Selected excerpt
-=-=-
The 76min flight from Santa Marta to Medellin was very smooth and comfortable flying the latest A320neo. Medellin Airport was large and fancy and 26km from our hotel. We were lucky to get an Uber, which is cheaper than taxi. Because we landed at 615pm it was already dark and much cooler being at 1495m above sea level. After 30min the most incredible views of Medellin greeted us. The airport is much higher at around 2000m above sea level so the city appears below surrounded by mountains with millions of tiny dots on it – we would find tomorrow that these were thousands of tiny brick dwellings on the mountainside. The descent into Medellin at night is a sight to behold. As I was filming downtown the Uber driver wound up my window saying that in this area people would grab and steal my phone. Bad move because this unsettled Antonia completely. We got to our hotel around 730pm in a very busy downtown Carrera 70 full of restaurants, bars and cafes. Dropped our luggage and walked directly to the Makro Megamarket. What a dud. This is more like a bulk Cosco and ironically had very limited cheeses and wines and no hot food. We Ubered it back given Makro was not in a well lit area. Lucky for us there was hot street food opposite our hotel so we grabbed some roast pork, fries and salad. It was delicious and by 10pm it was time to sleep given my 6am run the next day.
-=-=-
Data shown

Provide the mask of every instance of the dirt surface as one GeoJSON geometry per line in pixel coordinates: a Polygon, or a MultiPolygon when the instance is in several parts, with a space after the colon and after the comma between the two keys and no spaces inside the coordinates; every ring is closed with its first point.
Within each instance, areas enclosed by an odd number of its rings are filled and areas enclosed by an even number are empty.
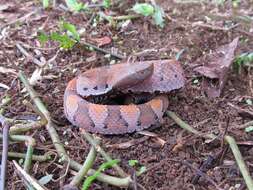
{"type": "MultiPolygon", "coordinates": [[[[120,7],[112,7],[109,10],[114,11],[116,15],[124,15],[127,14],[126,9],[134,3],[134,1],[124,1],[120,7]]],[[[133,57],[137,60],[174,59],[182,49],[185,49],[179,61],[183,65],[187,82],[184,88],[169,94],[169,110],[203,133],[214,133],[221,137],[224,134],[233,136],[253,176],[253,133],[246,133],[243,128],[240,128],[252,118],[240,115],[237,109],[229,105],[252,110],[252,105],[245,103],[246,99],[253,100],[252,75],[246,70],[238,74],[231,69],[221,97],[209,99],[202,91],[202,78],[193,72],[198,58],[221,45],[230,43],[238,36],[240,43],[236,55],[252,52],[253,25],[252,22],[246,22],[243,19],[246,17],[243,16],[251,16],[252,19],[253,3],[250,0],[241,1],[238,8],[233,8],[229,2],[220,6],[211,3],[176,3],[171,0],[160,0],[157,3],[163,7],[166,14],[166,24],[163,29],[155,26],[152,19],[142,17],[133,19],[124,30],[121,30],[113,28],[106,21],[95,25],[91,19],[92,13],[72,14],[59,8],[59,4],[54,9],[43,10],[39,1],[22,1],[22,3],[14,0],[5,1],[3,5],[8,5],[7,8],[0,5],[0,66],[5,68],[0,72],[0,83],[10,89],[0,87],[0,100],[2,101],[8,94],[11,101],[4,107],[4,116],[24,120],[37,118],[37,114],[23,103],[23,100],[31,101],[31,99],[21,92],[23,86],[15,73],[22,70],[26,76],[31,77],[37,67],[32,58],[40,61],[50,60],[43,69],[42,75],[45,78],[34,85],[34,88],[52,114],[67,153],[74,160],[83,163],[90,145],[64,116],[64,89],[67,82],[79,73],[118,60],[113,57],[108,59],[99,51],[89,51],[80,47],[74,47],[69,51],[60,50],[58,44],[53,42],[47,42],[42,46],[37,38],[38,31],[59,31],[59,21],[64,19],[74,24],[77,29],[85,29],[81,36],[82,40],[97,44],[96,39],[109,37],[112,42],[101,48],[126,56],[135,54],[133,57]],[[32,12],[34,13],[31,14],[32,12]],[[207,22],[206,24],[213,27],[198,24],[200,22],[207,22]],[[235,28],[224,29],[237,23],[239,25],[235,28]],[[18,50],[18,43],[26,49],[30,57],[25,57],[18,50]],[[13,69],[13,73],[7,72],[7,68],[13,69]]],[[[109,10],[105,12],[109,13],[109,10]]],[[[94,12],[98,11],[94,9],[94,12]]],[[[247,189],[231,150],[227,149],[227,145],[222,141],[214,140],[207,143],[203,138],[178,127],[168,116],[164,117],[161,127],[152,132],[166,142],[164,146],[161,146],[156,138],[142,140],[143,135],[140,134],[98,135],[106,151],[113,158],[121,160],[120,166],[127,173],[134,174],[134,169],[128,165],[129,160],[138,160],[146,167],[147,171],[136,179],[142,186],[138,189],[217,189],[218,187],[247,189]],[[112,146],[131,140],[136,142],[128,148],[112,146]],[[196,172],[210,157],[215,158],[215,163],[211,164],[211,168],[205,172],[206,175],[201,174],[200,179],[194,183],[196,172]]],[[[36,140],[34,154],[56,152],[44,127],[25,134],[31,135],[36,140]]],[[[26,146],[24,143],[13,143],[10,145],[10,150],[25,153],[26,146]]],[[[53,174],[55,180],[51,180],[46,187],[60,189],[70,182],[73,175],[71,172],[65,175],[67,165],[58,161],[59,157],[43,163],[33,162],[30,174],[36,179],[46,174],[53,174]]],[[[103,161],[101,157],[97,157],[94,168],[98,168],[103,161]]],[[[108,170],[106,173],[115,174],[115,171],[108,170]]],[[[11,159],[8,161],[7,177],[8,189],[25,189],[11,159]]],[[[91,189],[119,188],[95,181],[91,189]]]]}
-=-=-
Exercises
a - Answer these from the Medellin travel account:
(i) How long was the flight from Santa Marta to Medellin?
(ii) How far was Medellin Airport from the hotel?
(iii) What food was bought from the street stall opposite the hotel?
b - Resume the Medellin travel account from where it stops, in the same first-person voice.
The data plays no part in the work here.

Per-task answers
a -
(i) 76 minutes
(ii) 26km
(iii) Roast pork, fries and salad

b -
I woke to sunrise over Medellin and started my run. Wow. Medellin is huge. It is any skyscraper city surrounded by a wall of mountains. These mountains are covered in pencil-thin skyscraper apartment buildings like Hong Kong. A very strange site indeed. It is not a good looking city. There are many unkept and abandoned buildings and many are stuck in the 60s and 70s in design. My 10km run was easier than I thought thanks to the dedicated bicycle lanes next to the freaky busy roads. Cyclists have their own lanes and even their own traffic lights. My run away from the centre revealed many homeless. The weather was still warm and slightly humid despite the 1495m elevation. I was very please to run in Medellin given its reputation as the drug capital of not only Colombia but the world from 1976 to 1993 – more on this later. At 830am Antonia and I Ubered it to downtown El Poblado Park to start a pre-organised 4hr tour of the city starting at 930am. There is no way you can see this city on foot – it is way too big and has no Old Town as such – just old buildings scattered around a hugely wide area. We climbed aboard a 25 seat minibus with just 4 other people – one from Texas and the other 3 from Colombia. Our guide Noemey was young and enthusiastic. She spoke fluent English on top of an even faster Spanish giving us information about the city in alternate languages.
Medellin (Pop 4,137,000) is the second-largest city in Colombia after Bogotá. It is on the Andes at an elevation of 1,495m above sea level. This area was first occupied by the Spanish in 1616 but the city was not officially founded until 1717. During the 19th century, Medellin was a dynamic commercial centre, first exporting gold, then producing and exporting coffee. Since the 21st Century it is now important to the region for its universities, academies, commerce, industry, science, health services, flower-growing, and festivals. It is also a major tourist attraction.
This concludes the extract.